Passage shown:

ABU DHABI // Four brothers accused of a revenge killing in Oman assaulted their guards in court yesterday after being refused bail.
The Emirati brothers erupted in anger after the Criminal Court judge ordered them back to their cells, unmoved by defence claims that they were suffering from abuse they were receiving in jail.
As the hearing was adjourned, one of the brothers asked the judge for a last chance to address the court, but the judge refused, saying the inmate kept repeating himself.
The refusal to be heard enraged M A, who broke the microphone in the prisoners' cage, pounded on the glass and screamed curses at the courtroom.
His brothers tried to calm him, but when police approached and tried to subdue him the brothers began to assault the officers and joined in cursing and banging on the glass.
Eventually the officers managed to subdue all four and escort them from the court.
The brothers are accused of shooting and killing two Omani men after ramming their car in Al Jimi, in a revenge attack for the death of a fifth brother who was allegedly killed by a relative of one of the Omanis.
Since the trial started last year, the brothers have been asking for bail citing poor health conditions and prison abuse. Their lawyer, Nashwa Al Qubaissy, continued that argument yesterday.
Mrs Al Qubaissy said M A, who attended with a cast around his neck and bandages, needed urgent surgery for his spleen.
She said he had hepatitis and problems with his blood, and asked for him to be moved to Sheikh Khalifa Medical City, saying the prison facility was not suitable for the surgery.

(Stored data entries)
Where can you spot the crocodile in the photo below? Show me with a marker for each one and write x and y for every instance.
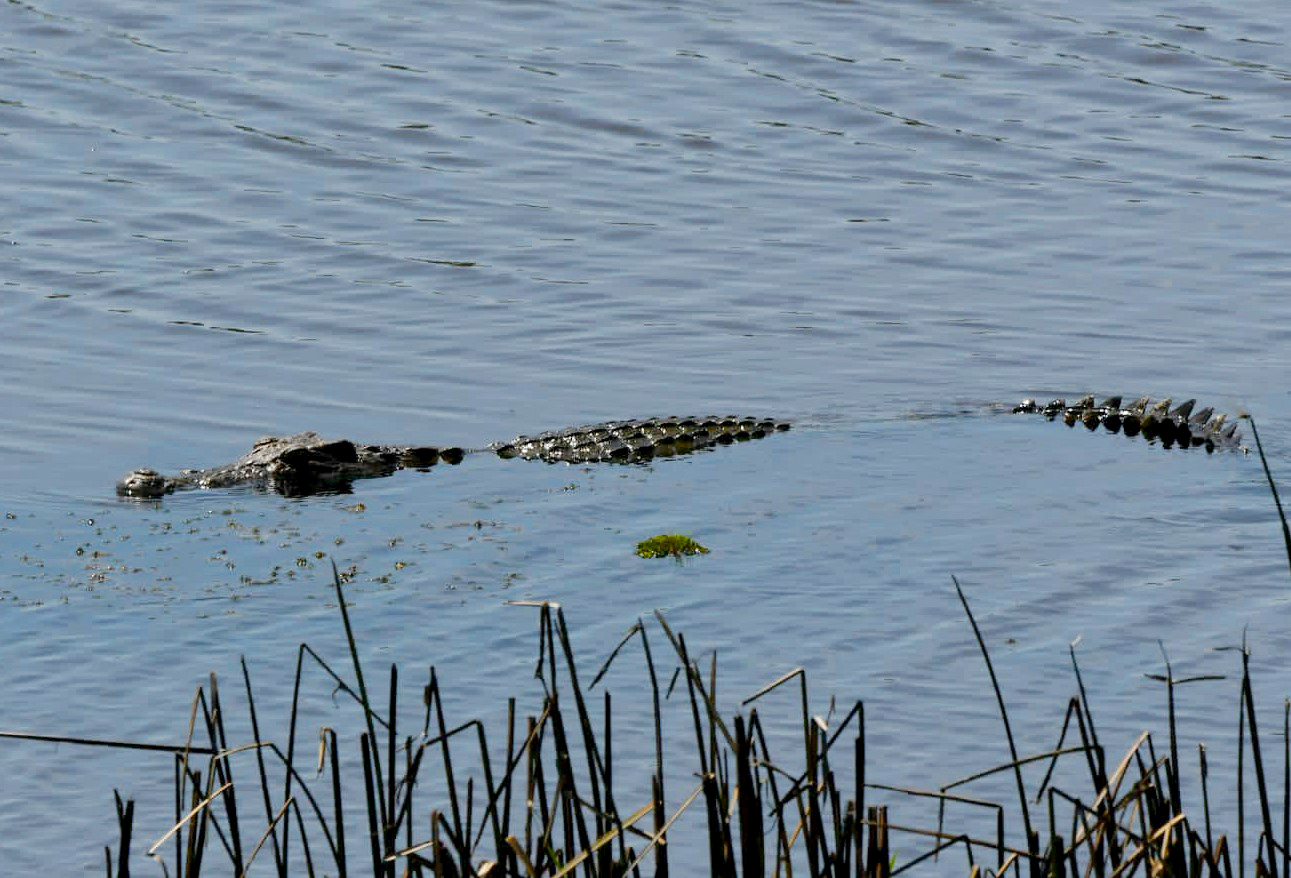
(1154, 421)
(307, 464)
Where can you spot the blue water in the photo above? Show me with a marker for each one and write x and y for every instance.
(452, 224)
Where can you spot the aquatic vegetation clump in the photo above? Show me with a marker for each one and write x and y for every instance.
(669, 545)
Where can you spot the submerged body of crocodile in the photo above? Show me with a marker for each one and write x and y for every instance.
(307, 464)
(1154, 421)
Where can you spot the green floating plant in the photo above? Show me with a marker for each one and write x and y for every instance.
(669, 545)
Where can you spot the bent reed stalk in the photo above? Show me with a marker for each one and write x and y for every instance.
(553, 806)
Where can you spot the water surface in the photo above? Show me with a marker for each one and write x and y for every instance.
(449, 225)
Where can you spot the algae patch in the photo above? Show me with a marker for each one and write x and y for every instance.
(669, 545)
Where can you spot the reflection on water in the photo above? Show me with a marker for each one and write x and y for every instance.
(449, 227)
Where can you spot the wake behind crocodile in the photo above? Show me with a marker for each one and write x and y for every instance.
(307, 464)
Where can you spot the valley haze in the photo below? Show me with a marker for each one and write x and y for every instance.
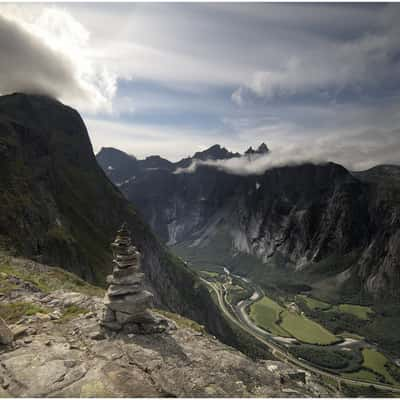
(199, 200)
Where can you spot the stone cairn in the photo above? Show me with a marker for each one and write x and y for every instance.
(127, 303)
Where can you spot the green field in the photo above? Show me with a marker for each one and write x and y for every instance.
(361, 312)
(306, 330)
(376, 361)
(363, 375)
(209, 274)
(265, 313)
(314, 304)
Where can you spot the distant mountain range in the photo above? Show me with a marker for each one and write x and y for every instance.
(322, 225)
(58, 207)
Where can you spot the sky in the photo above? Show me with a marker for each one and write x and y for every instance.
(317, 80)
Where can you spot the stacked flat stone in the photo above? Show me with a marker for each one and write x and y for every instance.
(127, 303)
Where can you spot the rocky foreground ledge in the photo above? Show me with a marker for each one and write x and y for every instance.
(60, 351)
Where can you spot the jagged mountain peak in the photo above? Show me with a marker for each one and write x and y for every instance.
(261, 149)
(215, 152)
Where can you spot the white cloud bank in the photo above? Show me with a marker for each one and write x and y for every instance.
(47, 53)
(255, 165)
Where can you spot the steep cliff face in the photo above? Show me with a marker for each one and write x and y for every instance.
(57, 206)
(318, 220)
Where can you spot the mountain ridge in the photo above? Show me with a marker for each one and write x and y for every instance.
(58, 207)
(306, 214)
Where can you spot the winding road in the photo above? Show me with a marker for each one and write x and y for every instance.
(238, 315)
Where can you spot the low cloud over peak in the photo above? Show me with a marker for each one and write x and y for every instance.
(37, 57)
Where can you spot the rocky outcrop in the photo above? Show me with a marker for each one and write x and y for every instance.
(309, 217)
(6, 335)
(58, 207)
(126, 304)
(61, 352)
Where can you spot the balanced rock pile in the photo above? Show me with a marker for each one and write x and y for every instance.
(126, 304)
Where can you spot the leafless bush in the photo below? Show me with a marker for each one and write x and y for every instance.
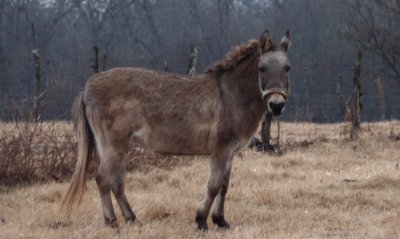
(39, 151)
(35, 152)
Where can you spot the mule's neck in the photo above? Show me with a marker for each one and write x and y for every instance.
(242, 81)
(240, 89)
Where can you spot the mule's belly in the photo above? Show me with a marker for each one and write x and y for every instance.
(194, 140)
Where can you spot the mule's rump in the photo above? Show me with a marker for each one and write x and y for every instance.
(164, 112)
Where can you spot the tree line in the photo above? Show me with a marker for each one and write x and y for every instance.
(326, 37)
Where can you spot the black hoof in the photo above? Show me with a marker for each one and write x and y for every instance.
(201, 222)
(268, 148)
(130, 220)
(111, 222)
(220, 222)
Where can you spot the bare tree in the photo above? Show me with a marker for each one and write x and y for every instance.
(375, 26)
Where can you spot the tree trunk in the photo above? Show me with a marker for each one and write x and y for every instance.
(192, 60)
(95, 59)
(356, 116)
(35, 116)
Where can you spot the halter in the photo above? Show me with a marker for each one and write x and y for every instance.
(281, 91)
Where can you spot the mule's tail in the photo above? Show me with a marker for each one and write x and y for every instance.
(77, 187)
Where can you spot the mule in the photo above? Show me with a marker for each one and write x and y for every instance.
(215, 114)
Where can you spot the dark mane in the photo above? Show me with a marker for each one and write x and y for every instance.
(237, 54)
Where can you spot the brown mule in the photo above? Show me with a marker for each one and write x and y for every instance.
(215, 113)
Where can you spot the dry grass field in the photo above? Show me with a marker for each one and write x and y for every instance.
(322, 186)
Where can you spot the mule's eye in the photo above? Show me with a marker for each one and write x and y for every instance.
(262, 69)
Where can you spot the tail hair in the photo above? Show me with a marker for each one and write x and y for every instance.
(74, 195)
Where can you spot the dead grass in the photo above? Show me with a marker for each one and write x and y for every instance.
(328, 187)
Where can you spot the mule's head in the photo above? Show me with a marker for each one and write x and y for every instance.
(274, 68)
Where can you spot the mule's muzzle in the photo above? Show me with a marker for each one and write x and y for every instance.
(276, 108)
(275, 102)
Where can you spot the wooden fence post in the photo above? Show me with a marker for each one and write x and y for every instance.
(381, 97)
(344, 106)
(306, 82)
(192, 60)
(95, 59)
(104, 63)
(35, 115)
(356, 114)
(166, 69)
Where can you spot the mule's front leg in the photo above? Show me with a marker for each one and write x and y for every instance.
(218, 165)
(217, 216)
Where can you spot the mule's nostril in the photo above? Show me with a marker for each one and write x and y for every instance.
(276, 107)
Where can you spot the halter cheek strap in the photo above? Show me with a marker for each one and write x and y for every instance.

Activity A:
According to the court report, where did the lawyer ask for M A to be moved?
Activity B:
Extend the court report past its final sentence.

Response box A:
Sheikh Khalifa Medical City.

Response box B:
But prosecutors objected, saying the jail hospital had "top standards" and that it was the prison's responsibility to assess what treatment he should receive and where.
Mrs Al Qubaissy said a second brother, H A, had a brain tumour and also needed bail.
She said the second brother, who is accused of pulling the trigger in one of the deaths, was blind, and she requested that an ophthalmologist testify in court.
She also requested a third psychiatric report regarding his mental condition, claiming the previous two were contradictory.
Earlier yesterday, Mrs Al Qubaissy asked for an Etisalat expert to testify, saying police claims that identified the whereabouts of the brothers from their mobile phone records could be faulty. She said network coverage in border areas was notoriously patchy.
Prosecution objected, saying the police witness was a credible source and his testimony should be enough.
The judge agreed to consider the witness requests, but refused bail for the brothers.
He added that M A was previously granted a transfer to a public hospital but refused to stay there because he had been tied to a bed.
The case was adjourned until January 23.